* [Given task] Copy out, without any change, the lines from the one containing "the man with" through the end of the records, with both ends included.

* [Task inputs]
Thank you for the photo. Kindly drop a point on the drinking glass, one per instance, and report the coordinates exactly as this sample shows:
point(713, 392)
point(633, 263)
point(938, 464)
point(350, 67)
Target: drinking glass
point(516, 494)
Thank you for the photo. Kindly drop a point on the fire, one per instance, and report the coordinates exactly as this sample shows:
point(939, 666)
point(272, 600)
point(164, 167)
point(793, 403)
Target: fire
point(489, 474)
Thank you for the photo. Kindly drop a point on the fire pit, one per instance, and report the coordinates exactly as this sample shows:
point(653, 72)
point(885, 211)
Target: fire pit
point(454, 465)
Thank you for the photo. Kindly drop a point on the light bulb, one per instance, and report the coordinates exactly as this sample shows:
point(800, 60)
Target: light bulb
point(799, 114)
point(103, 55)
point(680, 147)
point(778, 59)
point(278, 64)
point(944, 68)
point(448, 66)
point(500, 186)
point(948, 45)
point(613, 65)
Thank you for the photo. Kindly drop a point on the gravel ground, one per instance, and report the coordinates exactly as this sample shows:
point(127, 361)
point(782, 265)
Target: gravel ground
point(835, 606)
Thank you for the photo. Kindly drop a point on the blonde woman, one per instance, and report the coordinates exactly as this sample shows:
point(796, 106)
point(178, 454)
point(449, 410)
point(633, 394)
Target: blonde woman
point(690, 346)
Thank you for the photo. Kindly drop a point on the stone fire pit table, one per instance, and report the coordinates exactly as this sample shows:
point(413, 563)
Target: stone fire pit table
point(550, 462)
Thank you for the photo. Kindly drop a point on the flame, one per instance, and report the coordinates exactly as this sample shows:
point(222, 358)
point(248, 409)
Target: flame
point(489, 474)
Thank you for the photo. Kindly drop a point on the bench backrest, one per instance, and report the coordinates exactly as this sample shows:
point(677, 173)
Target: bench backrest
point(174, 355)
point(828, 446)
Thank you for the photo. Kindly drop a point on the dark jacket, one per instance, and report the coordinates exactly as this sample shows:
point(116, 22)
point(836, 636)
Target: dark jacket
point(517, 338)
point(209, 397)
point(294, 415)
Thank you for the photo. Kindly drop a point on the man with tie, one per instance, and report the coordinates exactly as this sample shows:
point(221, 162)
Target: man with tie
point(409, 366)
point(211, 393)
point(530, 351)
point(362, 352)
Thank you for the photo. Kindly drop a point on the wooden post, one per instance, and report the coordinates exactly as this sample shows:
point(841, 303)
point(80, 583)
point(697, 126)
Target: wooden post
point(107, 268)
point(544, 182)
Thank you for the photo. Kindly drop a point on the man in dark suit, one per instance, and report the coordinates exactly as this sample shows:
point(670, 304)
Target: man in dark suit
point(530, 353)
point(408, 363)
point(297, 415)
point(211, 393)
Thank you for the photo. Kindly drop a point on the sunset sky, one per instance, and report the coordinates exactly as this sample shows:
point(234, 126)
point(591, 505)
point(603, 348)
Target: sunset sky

* [Output of the task]
Thank you for the photo. Kindly drop a point on the man with tie, one per instance, and report the coordinates exactly as this sample shows:
point(221, 162)
Target: man with tie
point(409, 366)
point(211, 393)
point(530, 351)
point(362, 352)
Thank you for the photo. Kindly drop a point on the wooden post, one per instance, and report the coordinates exactly as this sample shows:
point(841, 303)
point(80, 583)
point(697, 126)
Target: wooden post
point(107, 268)
point(544, 182)
Thank you for the photo. Kindly drop a point on the man in dark suit, one per instance, and report the coordinates exactly as this sample shows:
point(670, 304)
Target: man in dark suit
point(530, 353)
point(408, 363)
point(297, 415)
point(211, 393)
Thank you for the photo. Kindly drop a point on the sunset sky, one per instance, and report the coordinates exactly as this sample shows:
point(234, 126)
point(591, 505)
point(603, 348)
Target: sunset sky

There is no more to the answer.